:: Teks Sumber ::
:::
Atasi Stunting, Ketua Kadin Sumut Minta Masalah Pangan Diselesaikan

Atasi Stunting, Ketua Kadin Sumut Minta Masalah Pangan Diselesaikan
Ketua Kadin Sumut (Analisa/istimewa)

Analisadaily.com, Medan- Ketua Kadin Sumatera Utara (Sumut), Firsal Dida Mutyara menegaskan dunia usaha komit untuk berperan aktif menanggulangi stunting yang menjadi program pemerintah pusat dan Pemerintah Provinsi Sumatera Utara.

Hal itu disampaikannya saat berbicara kepada media di kantornya, kemarin, menanggapi berbagai upaya yang dilakukan untuk mengatasi permasalahan tersebut. Menurut dia, beberapa waktu lalu Kadin Sumut juga sudah meneken komitmen keikutsertaan dalam pengentasan stunting di Sumatera Utara saat Musyawarah Rencana Pembangunan (Musrenbang Provsu).

Firsal Dida Mutyara mengatakan hal itu sebagai bentuk penguatan dan kontribusi membangun Sumatera Utara. “Karena kalau lihat data berdasarkan Survei Status Gizi Indonesia (SSGI) prevalensi stunting nasional pada tahun 2022 sebesar 21,6 persen. Untuk mencapai target 14 persen, maka pemerintah menargetkan untuk dapat menurunkan prevalensi stunting 3,8 persen per tahunnya sampai tahun 2024," ujarnya.

Menurut Firsal, persoalan stunting ini harus ada korelasi antara kesiapan kebutuhan pangan dengan upaya mengatasi gizi buruk. “Kenapa stunting itu bisa terjadi. Banyak penyebabnya. Apakah karena produk yang kita konsumsi memang sudah kurang gizi dan tidak berkualitas seperti beras, daging dan komoditas lain," sebutnya.
:::
:: Cuplikan Data ::
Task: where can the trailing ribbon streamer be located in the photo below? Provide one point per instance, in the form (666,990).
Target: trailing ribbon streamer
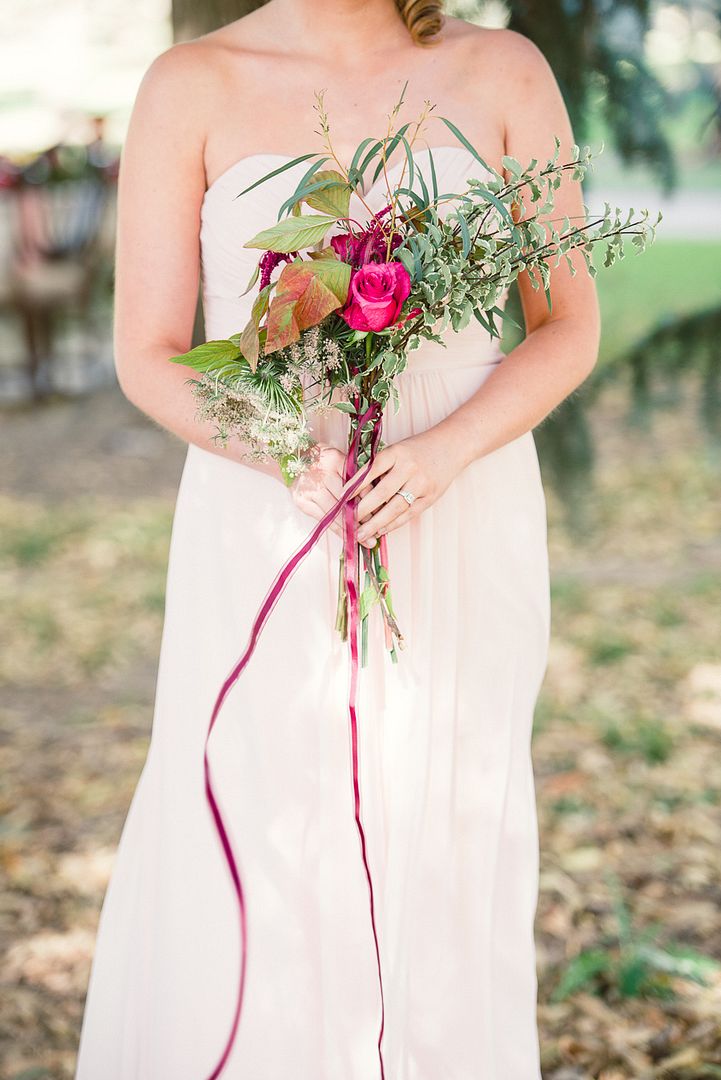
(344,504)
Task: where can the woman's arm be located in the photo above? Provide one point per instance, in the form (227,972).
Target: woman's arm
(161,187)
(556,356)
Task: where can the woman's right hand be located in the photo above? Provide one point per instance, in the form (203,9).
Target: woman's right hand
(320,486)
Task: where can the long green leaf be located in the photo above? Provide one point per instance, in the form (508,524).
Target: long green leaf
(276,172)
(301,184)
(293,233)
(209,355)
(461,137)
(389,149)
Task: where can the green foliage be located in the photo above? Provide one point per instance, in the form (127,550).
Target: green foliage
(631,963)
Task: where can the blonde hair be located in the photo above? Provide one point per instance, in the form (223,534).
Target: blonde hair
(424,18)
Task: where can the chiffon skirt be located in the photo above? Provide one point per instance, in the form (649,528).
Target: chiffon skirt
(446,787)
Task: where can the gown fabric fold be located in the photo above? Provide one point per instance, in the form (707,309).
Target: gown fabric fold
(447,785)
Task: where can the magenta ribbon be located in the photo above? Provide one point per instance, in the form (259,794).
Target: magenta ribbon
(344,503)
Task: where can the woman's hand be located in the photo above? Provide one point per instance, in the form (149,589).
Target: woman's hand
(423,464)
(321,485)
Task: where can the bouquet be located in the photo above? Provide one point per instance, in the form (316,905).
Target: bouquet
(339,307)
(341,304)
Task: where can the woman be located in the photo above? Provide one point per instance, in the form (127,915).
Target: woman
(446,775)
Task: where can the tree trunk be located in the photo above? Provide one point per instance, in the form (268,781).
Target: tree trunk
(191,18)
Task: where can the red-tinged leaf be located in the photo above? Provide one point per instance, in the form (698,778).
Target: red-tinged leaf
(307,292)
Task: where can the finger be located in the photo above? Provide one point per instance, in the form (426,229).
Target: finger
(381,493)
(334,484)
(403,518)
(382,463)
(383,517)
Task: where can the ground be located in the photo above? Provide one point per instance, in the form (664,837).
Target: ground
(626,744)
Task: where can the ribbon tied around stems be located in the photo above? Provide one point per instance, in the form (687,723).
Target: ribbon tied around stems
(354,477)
:::
:: Tugas Latihan ::
1/ Menurut Survei Status Gizi Indonesia (SSGI) yang dikutip dalam artikel tentang stunting, berapa prevalensi stunting nasional pada tahun 2022?
2/ Salin artikel tentang stunting, seluruhnya dari "Analisadaily.com, Medan- Ketua" sampai ke "Provinsi Sumatera Utara.".

:: Daftar Jawaban ::
1/ 21,6 persen.

2/
Analisadaily.com, Medan- Ketua Kadin Sumatera Utara (Sumut), Firsal Dida Mutyara menegaskan dunia usaha komit untuk berperan aktif menanggulangi stunting yang menjadi program pemerintah pusat dan Pemerintah Provinsi Sumatera Utara.